_SUPPLIED RECORDS_:
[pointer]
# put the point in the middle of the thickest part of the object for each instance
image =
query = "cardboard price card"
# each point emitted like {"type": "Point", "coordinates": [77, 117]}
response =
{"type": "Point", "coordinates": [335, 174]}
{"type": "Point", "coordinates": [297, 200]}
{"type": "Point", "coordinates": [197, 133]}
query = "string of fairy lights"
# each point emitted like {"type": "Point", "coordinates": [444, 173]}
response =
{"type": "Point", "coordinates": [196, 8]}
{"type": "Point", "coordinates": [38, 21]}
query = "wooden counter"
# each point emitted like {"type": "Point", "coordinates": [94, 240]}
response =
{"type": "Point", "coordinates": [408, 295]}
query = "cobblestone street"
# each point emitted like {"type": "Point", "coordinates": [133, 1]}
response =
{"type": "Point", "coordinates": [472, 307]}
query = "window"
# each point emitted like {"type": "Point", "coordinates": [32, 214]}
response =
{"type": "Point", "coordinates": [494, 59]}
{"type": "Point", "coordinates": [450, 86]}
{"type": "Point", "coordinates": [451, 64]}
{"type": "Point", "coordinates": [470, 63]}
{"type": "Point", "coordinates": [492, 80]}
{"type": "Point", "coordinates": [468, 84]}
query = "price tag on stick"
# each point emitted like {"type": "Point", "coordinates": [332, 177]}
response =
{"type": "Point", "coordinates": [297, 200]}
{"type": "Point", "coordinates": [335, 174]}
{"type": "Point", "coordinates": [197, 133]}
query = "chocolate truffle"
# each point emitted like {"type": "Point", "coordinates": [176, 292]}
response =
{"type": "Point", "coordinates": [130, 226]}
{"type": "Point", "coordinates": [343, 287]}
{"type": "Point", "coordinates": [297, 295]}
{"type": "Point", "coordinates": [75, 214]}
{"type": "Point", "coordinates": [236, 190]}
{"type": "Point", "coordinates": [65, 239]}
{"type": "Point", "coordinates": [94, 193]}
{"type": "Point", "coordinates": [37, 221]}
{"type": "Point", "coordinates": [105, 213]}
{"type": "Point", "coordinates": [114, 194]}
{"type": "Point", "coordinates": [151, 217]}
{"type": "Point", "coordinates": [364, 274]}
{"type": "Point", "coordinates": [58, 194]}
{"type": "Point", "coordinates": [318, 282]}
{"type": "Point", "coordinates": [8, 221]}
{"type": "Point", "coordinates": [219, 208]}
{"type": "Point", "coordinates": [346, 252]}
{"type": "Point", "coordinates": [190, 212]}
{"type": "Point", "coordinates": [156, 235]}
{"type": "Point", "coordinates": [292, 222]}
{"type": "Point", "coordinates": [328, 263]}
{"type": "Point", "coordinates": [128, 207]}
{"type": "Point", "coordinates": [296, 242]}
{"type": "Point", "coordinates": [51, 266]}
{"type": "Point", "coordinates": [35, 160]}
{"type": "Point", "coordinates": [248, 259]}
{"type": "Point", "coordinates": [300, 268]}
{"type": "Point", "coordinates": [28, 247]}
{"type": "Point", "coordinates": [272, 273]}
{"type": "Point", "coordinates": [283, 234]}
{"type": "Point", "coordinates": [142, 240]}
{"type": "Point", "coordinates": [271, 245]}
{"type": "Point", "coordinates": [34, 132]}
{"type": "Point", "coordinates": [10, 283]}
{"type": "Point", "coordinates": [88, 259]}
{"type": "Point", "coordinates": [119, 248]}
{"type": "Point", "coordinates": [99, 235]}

_PROBLEM REQUIREMENTS_: The full listing should be duplicated exactly, line by line.

_SOLUTION FOR THIS EXERCISE_:
[pointer]
# put the point in the middle of the thickest part of the object for each instance
image =
query = "cardboard price card"
# each point emitted like {"type": "Point", "coordinates": [77, 117]}
response =
{"type": "Point", "coordinates": [335, 174]}
{"type": "Point", "coordinates": [297, 200]}
{"type": "Point", "coordinates": [197, 133]}
query = "string of fairy lights"
# each point emitted like {"type": "Point", "coordinates": [444, 173]}
response =
{"type": "Point", "coordinates": [196, 8]}
{"type": "Point", "coordinates": [38, 21]}
query = "wooden counter"
# each point emitted like {"type": "Point", "coordinates": [94, 240]}
response =
{"type": "Point", "coordinates": [408, 295]}
query = "cobblestone street"
# each point emitted like {"type": "Point", "coordinates": [133, 1]}
response =
{"type": "Point", "coordinates": [472, 307]}
query = "window"
# each point emitted like {"type": "Point", "coordinates": [32, 214]}
response =
{"type": "Point", "coordinates": [494, 59]}
{"type": "Point", "coordinates": [450, 86]}
{"type": "Point", "coordinates": [451, 64]}
{"type": "Point", "coordinates": [470, 63]}
{"type": "Point", "coordinates": [492, 80]}
{"type": "Point", "coordinates": [468, 84]}
query = "price tag on stick"
# each point emitted like {"type": "Point", "coordinates": [332, 177]}
response =
{"type": "Point", "coordinates": [297, 200]}
{"type": "Point", "coordinates": [335, 174]}
{"type": "Point", "coordinates": [197, 133]}
query = "chocolate truffle"
# each point emitted like {"type": "Point", "coordinates": [176, 292]}
response =
{"type": "Point", "coordinates": [130, 226]}
{"type": "Point", "coordinates": [343, 287]}
{"type": "Point", "coordinates": [297, 295]}
{"type": "Point", "coordinates": [75, 214]}
{"type": "Point", "coordinates": [236, 190]}
{"type": "Point", "coordinates": [65, 239]}
{"type": "Point", "coordinates": [94, 193]}
{"type": "Point", "coordinates": [37, 221]}
{"type": "Point", "coordinates": [105, 213]}
{"type": "Point", "coordinates": [114, 194]}
{"type": "Point", "coordinates": [151, 217]}
{"type": "Point", "coordinates": [364, 274]}
{"type": "Point", "coordinates": [58, 194]}
{"type": "Point", "coordinates": [318, 282]}
{"type": "Point", "coordinates": [8, 221]}
{"type": "Point", "coordinates": [219, 208]}
{"type": "Point", "coordinates": [346, 252]}
{"type": "Point", "coordinates": [190, 212]}
{"type": "Point", "coordinates": [156, 235]}
{"type": "Point", "coordinates": [292, 222]}
{"type": "Point", "coordinates": [328, 263]}
{"type": "Point", "coordinates": [128, 207]}
{"type": "Point", "coordinates": [296, 242]}
{"type": "Point", "coordinates": [51, 266]}
{"type": "Point", "coordinates": [35, 160]}
{"type": "Point", "coordinates": [248, 259]}
{"type": "Point", "coordinates": [300, 268]}
{"type": "Point", "coordinates": [28, 247]}
{"type": "Point", "coordinates": [272, 273]}
{"type": "Point", "coordinates": [283, 234]}
{"type": "Point", "coordinates": [142, 240]}
{"type": "Point", "coordinates": [271, 245]}
{"type": "Point", "coordinates": [34, 132]}
{"type": "Point", "coordinates": [10, 283]}
{"type": "Point", "coordinates": [88, 259]}
{"type": "Point", "coordinates": [119, 248]}
{"type": "Point", "coordinates": [99, 235]}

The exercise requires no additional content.